# Exercise aim
Could you copy out every one of the entries below word for word?

# Input rows
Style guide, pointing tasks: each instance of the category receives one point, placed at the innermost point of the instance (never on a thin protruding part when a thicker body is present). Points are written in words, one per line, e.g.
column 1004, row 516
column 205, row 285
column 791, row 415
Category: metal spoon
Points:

# Output of the exercise
Style guide, pointing tasks: each instance of the category receives one point, placed at the innermost point of the instance (never on a thin protruding part when a thicker body is present). Points are written in words, one per line, e.g.
column 1004, row 516
column 205, row 285
column 791, row 415
Category: metal spoon
Points:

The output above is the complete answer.